# [What you need to do]
Verbatim output of all the material below is required.

-=-=-

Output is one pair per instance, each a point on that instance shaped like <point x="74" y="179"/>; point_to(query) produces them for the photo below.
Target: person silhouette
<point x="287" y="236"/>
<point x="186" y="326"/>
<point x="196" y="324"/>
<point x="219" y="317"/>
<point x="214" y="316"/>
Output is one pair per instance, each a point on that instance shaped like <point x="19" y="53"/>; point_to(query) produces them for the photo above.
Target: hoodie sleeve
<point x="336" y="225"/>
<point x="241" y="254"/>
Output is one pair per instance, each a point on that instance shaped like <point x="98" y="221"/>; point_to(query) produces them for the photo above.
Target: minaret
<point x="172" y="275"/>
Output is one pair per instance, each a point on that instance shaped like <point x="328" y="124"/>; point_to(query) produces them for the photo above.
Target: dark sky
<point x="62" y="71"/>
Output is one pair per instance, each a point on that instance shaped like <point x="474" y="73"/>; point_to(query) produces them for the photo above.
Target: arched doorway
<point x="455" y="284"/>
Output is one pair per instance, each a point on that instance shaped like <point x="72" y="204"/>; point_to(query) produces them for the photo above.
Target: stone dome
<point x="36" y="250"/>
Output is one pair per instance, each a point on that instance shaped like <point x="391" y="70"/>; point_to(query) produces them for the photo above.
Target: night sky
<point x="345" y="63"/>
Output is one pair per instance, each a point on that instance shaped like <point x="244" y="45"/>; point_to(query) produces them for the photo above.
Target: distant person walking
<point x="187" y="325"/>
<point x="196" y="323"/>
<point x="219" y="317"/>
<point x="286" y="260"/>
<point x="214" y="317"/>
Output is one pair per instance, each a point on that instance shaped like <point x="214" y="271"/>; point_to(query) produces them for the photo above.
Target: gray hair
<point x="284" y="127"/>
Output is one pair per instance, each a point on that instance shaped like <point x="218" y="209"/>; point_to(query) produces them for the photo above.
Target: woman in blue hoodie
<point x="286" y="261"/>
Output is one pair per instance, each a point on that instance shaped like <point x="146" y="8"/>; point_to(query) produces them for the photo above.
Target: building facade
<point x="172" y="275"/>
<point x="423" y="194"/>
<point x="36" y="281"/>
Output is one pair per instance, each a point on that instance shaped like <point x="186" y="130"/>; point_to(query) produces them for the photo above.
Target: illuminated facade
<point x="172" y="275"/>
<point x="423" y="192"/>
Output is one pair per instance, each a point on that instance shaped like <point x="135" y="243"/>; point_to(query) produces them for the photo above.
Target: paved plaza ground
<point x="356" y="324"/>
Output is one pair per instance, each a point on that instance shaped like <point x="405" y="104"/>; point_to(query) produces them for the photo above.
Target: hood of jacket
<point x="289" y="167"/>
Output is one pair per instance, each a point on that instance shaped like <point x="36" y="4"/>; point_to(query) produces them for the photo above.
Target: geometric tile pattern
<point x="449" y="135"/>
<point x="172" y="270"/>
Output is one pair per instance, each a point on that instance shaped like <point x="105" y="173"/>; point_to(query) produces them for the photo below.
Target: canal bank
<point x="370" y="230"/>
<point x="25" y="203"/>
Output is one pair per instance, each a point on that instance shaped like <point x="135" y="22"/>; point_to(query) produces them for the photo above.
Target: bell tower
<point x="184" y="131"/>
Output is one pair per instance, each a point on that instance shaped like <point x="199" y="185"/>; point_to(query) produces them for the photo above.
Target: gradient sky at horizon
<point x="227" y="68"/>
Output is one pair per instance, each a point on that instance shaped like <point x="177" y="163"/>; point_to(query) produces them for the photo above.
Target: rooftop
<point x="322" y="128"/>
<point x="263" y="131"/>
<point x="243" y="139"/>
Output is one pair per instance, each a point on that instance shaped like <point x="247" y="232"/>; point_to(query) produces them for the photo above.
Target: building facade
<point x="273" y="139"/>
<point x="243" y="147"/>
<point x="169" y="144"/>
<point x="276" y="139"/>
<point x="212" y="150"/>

-=-=-

# [Result]
Output is one pair per instance, each a point on that instance shaped like <point x="74" y="179"/>; point_to(query) produces them for the photo below.
Target: person silhouette
<point x="287" y="236"/>
<point x="186" y="326"/>
<point x="196" y="324"/>
<point x="219" y="317"/>
<point x="214" y="316"/>
Output is one pair per instance, each a point on that instance shaped like <point x="19" y="53"/>; point_to(query) produces them for the photo above.
Target: hoodie sleeve
<point x="336" y="225"/>
<point x="241" y="254"/>
Output is one pair per instance, each a point on that instance shaped like <point x="98" y="221"/>; point_to(query) produces them for the photo above.
Target: minaret
<point x="172" y="275"/>
Output is one pair per instance, each a point on that instance shaped like <point x="328" y="124"/>; point_to(query) produces them for the photo above.
Target: dark sky
<point x="62" y="71"/>
Output is one pair per instance, each a point on that instance shaped like <point x="474" y="73"/>; point_to(query) produces them for the photo above.
Target: arched doorway
<point x="455" y="284"/>
Output is one pair per instance, each a point on that instance shaped like <point x="72" y="204"/>; point_to(query) produces them for the photo above.
Target: stone dome
<point x="36" y="250"/>
Output is one pair per instance, each a point on that instance shaped like <point x="391" y="70"/>; point_to(query) produces them for the photo above.
Target: night sky
<point x="345" y="63"/>
Output is one pair per instance, each a point on that instance shaped like <point x="244" y="45"/>; point_to(query) produces them for the photo above.
Target: distant person walking
<point x="187" y="325"/>
<point x="196" y="323"/>
<point x="219" y="317"/>
<point x="286" y="260"/>
<point x="214" y="317"/>
Output is one pair per instance, each a point on that instance shaped like <point x="214" y="271"/>; point_to(query) produces them for the photo above.
Target: gray hair
<point x="284" y="127"/>
Output is one pair per instance, each a point on that instance shaped like <point x="218" y="209"/>; point_to(query) produces them for the photo above.
Target: woman in blue hoodie
<point x="286" y="261"/>
Output is one pair per instance, each a point on that instance shaped like <point x="146" y="8"/>; point_to(query) produces them for the photo above.
Target: building facade
<point x="172" y="275"/>
<point x="423" y="194"/>
<point x="36" y="281"/>
Output is one pair per instance, each a point on that instance shaped like <point x="186" y="130"/>; point_to(query) produces them for the photo above.
Target: illuminated facade
<point x="172" y="275"/>
<point x="423" y="192"/>
Output is one pair per instance, each a point on that instance shaped like <point x="135" y="243"/>; point_to(query) produces them for the photo above.
Target: paved plaza ground
<point x="356" y="324"/>
Output is one pair per instance, each a point on that instance shaped like <point x="405" y="104"/>; point_to(query) produces them for the photo above.
Target: hood of jacket
<point x="289" y="167"/>
Output is one pair per instance, each a point on that instance shaped like <point x="36" y="4"/>; point_to(query) produces them for the photo above.
Target: geometric tile pattern
<point x="449" y="135"/>
<point x="172" y="270"/>
Output is one pair per instance, each a point on that instance shaped like <point x="105" y="173"/>; point_to(query) produces them for the photo below.
Target: canal bank
<point x="370" y="230"/>
<point x="25" y="203"/>
Output is one pair per instance, each a point on that instance shaped like <point x="135" y="22"/>; point_to(query) produces them for the photo above.
Target: bell tower
<point x="184" y="131"/>
Output is one pair per instance, each a point on that instance shaped like <point x="199" y="185"/>; point_to(query) produces them for the photo above.
Target: gradient sky at horizon
<point x="227" y="68"/>
Output is one pair per instance, each a point on that instance shaped like <point x="177" y="163"/>; point_to(query) produces them for the photo above.
Target: rooftop
<point x="322" y="128"/>
<point x="263" y="131"/>
<point x="243" y="139"/>
Output is one pair per instance, each a point on that instance shaped like <point x="247" y="232"/>; point_to(query) produces them for the photo above.
Target: building facade
<point x="273" y="139"/>
<point x="243" y="147"/>
<point x="169" y="144"/>
<point x="276" y="139"/>
<point x="212" y="150"/>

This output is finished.